Task details » Repeat all of the data precisely.

Task data »
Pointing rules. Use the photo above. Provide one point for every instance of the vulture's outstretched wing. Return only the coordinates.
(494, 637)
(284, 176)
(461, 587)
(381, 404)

Finished task »
Pointing rules. Use the photo above. Provide one point for every instance of the vulture's outstretched wing. Return only the coordinates.
(494, 637)
(284, 176)
(461, 587)
(381, 404)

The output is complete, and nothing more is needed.